Petunjuk Pengerjaan
Jawablah pertanyaan berikut berdasarkan teks tentang kitab at-Tashrih al-Yasir.
(a) Siapa yang mensyarah kitab Mandhumah at-Tafsir dengan judul Faidl al-Khabir?
(b) Berapa halaman kitab at-Tashrih al-Yasir, dan bagaimana pembagiannya?
(c) Kapan penulisan kitab at-Tashrih al-Yasir selesai?

Teks Bacaan
Kitab At-Tashrih Al-Yasir Karya K.H. M. Sya’roni Ahmadi Al-Hafidh

Sekilas tentang Kitab At-Tashrih Al-Yasir

Kitab yang diberi judul at-Tashrih al-Yasir fi ’Ilm at-Tafsir (التصريح اليسير في علم التفسير) ini merupakan salah satu karya K.H. M. Sya’roni Ahmadi al-Hafidh dari kota Kudus.

Baca Juga: Profil K.H. M. Sya’roni Ahmadi al-Hafidh Kudus

Kitab At-Tashrih al-Yasir Kitab At-Tashrih al-Yasir fi ‘Ilm at-Tafsir (التصريح اليسير في علم التفسير) merupakan penjelasan atau komentar atas kitab Syarh Mandhumah az-Zamzamiy fi Ushul at-Tafsir (شرح منظومة الزمزمي في أصول التفسير) karya Syekh Abdul ‘Aziz az-Zamzamiy (wafat di Makkah, tahun 976 H.) yang me-nadham-kan kitab an-Nuqayah karya imam as-Suyuthi.

Kitab Mandhumah at-Tafsir ternyata sudah di-syarah-i oleh as-Sayyid Alwi bin Abbas al-Malikiy dengan judul Faidl al-Khabir. Oleh karena panjangnya kitab tersebut maka Kyai Sya’roni menukil (mengambil sebagian dari kitab Mandhumah sebagai bahan kitab at-Tashrih al-Yasir) dan sebagiannya berasal dari Faidl al-Khabir.

Kyai Sya’roni tidak menirunya secara persis tetapi menambahkan keterangan lain yang didapat dari guru-guru lainnya. Judul at-Tashrih al-Yasir fi ’Ilm at-Tafsir (التصريح اليسير في علم التفسير) diberikan untuk karya ini karena isinya merupakan penjelasan ringkas dan padat mengenai ilmu tafsir dan hal-hal mendasar dalam penafsiran al-Qur`ân, seperti pengertian ilmu tafsir, cara pembacaan, lafadh-lafadhnya, menelisik arti-arti yang berhubungan dengan hukum dan sebagainya.

Dari 159 nadham dari sumber aslinya yang di-syarah-i, hanya menjadi 81 halaman (79 halaman isi dan 2 halaman berupa daftar isi). Proses penulisan kitab ini dibutuhkan waktu yang tidak begitu lama. Kitab ini ditulis pada tahun 1972 M./1392 H. (selesai pada awal Rajab 1392 H./ 10 Agustus 1972) dan telah dicetak berulang di Kudus tanpa identitas penerbit.

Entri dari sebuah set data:
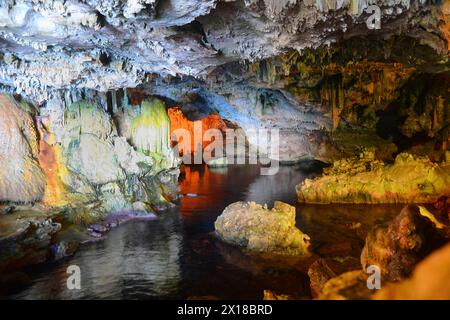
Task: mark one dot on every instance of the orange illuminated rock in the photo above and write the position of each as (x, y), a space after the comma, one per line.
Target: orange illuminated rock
(50, 161)
(179, 121)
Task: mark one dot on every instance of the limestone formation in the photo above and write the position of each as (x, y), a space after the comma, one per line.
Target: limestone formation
(397, 247)
(365, 180)
(430, 280)
(21, 177)
(256, 228)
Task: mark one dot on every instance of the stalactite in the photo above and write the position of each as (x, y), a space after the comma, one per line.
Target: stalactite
(151, 129)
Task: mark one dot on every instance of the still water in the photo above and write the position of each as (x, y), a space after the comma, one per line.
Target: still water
(176, 257)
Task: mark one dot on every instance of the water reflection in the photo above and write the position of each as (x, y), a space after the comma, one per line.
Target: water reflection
(176, 257)
(137, 260)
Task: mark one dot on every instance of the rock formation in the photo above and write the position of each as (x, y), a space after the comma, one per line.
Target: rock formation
(256, 228)
(399, 246)
(429, 281)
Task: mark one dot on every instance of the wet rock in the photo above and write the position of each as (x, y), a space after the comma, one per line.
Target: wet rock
(430, 280)
(64, 249)
(322, 270)
(98, 228)
(348, 286)
(256, 228)
(270, 295)
(409, 180)
(398, 246)
(28, 244)
(21, 178)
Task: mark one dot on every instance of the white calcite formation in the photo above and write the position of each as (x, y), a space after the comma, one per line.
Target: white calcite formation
(106, 44)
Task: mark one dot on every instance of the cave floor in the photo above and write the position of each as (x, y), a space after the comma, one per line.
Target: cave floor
(177, 257)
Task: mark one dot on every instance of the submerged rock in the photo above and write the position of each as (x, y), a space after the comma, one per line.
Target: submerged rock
(409, 180)
(429, 281)
(28, 243)
(218, 162)
(256, 228)
(64, 249)
(350, 285)
(21, 178)
(323, 270)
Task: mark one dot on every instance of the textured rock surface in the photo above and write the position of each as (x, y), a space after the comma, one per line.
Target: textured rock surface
(397, 247)
(364, 180)
(256, 228)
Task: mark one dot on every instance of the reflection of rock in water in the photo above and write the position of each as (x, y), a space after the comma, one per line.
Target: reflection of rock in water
(266, 189)
(136, 260)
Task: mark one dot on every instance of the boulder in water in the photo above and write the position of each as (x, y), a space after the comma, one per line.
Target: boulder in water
(257, 228)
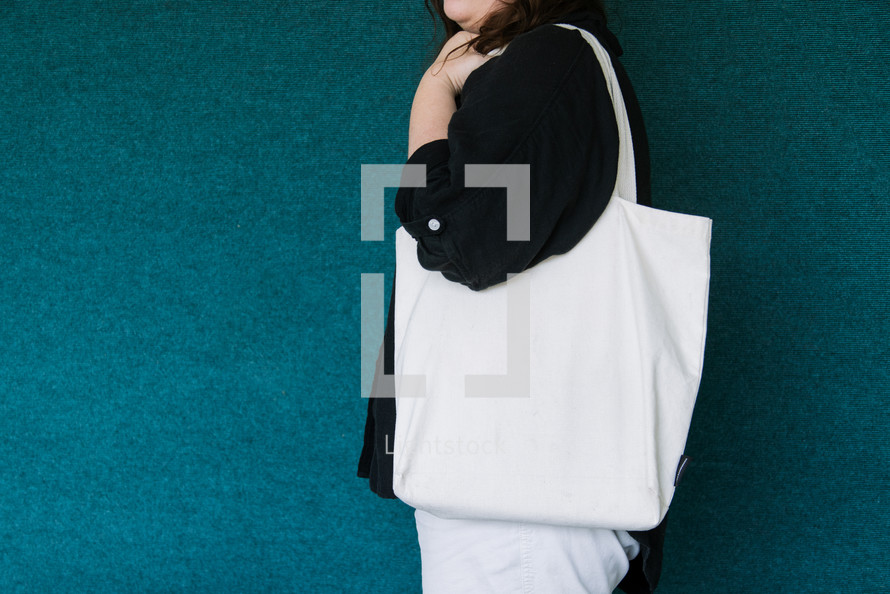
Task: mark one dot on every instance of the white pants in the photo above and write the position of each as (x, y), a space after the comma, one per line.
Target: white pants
(481, 556)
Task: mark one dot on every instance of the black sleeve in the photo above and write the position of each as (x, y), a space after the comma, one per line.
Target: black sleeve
(544, 103)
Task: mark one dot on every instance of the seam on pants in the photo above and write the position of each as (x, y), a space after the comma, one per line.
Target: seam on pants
(525, 559)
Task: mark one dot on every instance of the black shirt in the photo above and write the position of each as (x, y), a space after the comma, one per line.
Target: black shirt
(542, 102)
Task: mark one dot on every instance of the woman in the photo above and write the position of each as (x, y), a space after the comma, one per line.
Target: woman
(511, 87)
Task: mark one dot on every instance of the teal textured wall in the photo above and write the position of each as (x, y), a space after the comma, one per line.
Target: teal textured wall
(180, 266)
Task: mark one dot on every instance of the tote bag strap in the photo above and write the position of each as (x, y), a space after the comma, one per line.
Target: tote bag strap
(626, 182)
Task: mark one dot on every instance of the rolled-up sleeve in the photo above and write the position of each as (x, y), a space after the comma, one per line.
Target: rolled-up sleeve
(542, 103)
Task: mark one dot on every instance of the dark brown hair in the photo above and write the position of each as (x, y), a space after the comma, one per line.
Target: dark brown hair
(514, 18)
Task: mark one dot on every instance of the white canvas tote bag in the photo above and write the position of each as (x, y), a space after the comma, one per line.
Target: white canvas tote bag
(564, 395)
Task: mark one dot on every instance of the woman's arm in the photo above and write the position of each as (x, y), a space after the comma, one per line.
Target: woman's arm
(435, 99)
(542, 103)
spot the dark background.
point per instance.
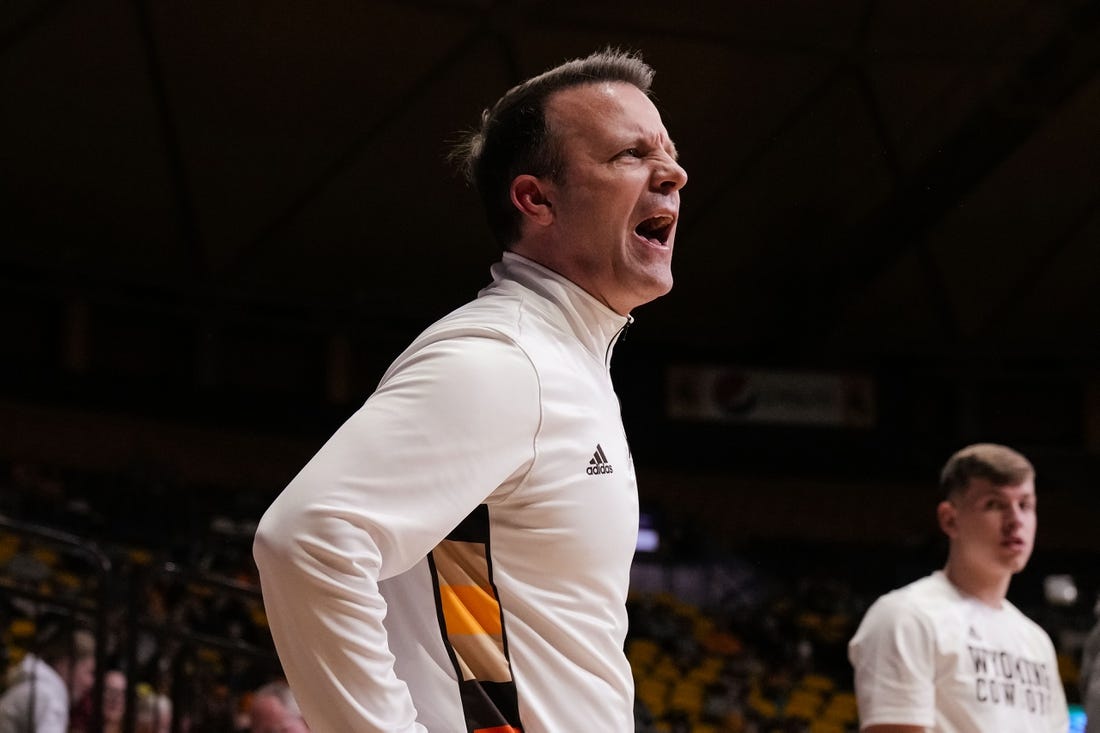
(219, 222)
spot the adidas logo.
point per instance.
(598, 463)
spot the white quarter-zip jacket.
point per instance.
(457, 557)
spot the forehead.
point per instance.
(604, 110)
(978, 488)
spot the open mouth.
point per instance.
(656, 229)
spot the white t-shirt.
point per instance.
(927, 655)
(34, 682)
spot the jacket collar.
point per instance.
(594, 325)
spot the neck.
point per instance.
(989, 589)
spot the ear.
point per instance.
(948, 517)
(530, 195)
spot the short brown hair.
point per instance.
(514, 138)
(1000, 465)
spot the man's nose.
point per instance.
(671, 176)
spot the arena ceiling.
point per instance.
(871, 183)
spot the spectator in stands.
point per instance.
(114, 706)
(274, 710)
(43, 687)
(153, 713)
(948, 652)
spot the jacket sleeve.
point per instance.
(443, 431)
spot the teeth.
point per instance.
(655, 223)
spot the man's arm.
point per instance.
(433, 442)
(894, 667)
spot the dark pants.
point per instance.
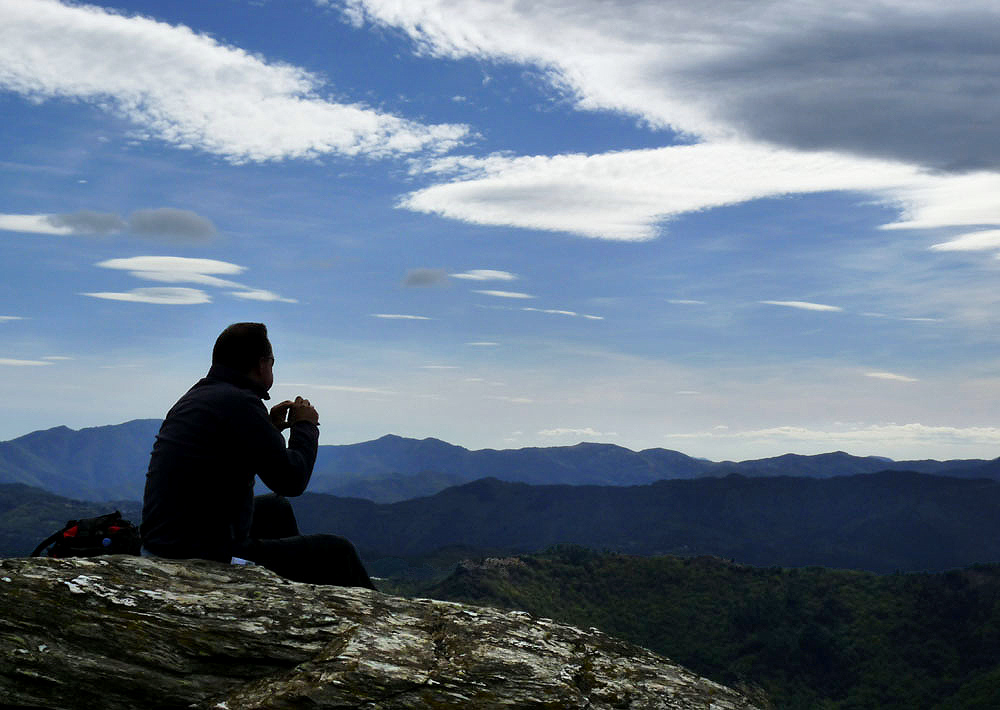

Kunci Jawaban
(a) As-Sayyid Alwi bin Abbas al-Malikiy.
(b) 81 halaman, terdiri atas 79 halaman isi dan 2 halaman daftar isi.
(c) Pada awal Rajab 1392 H., yaitu 10 Agustus 1972.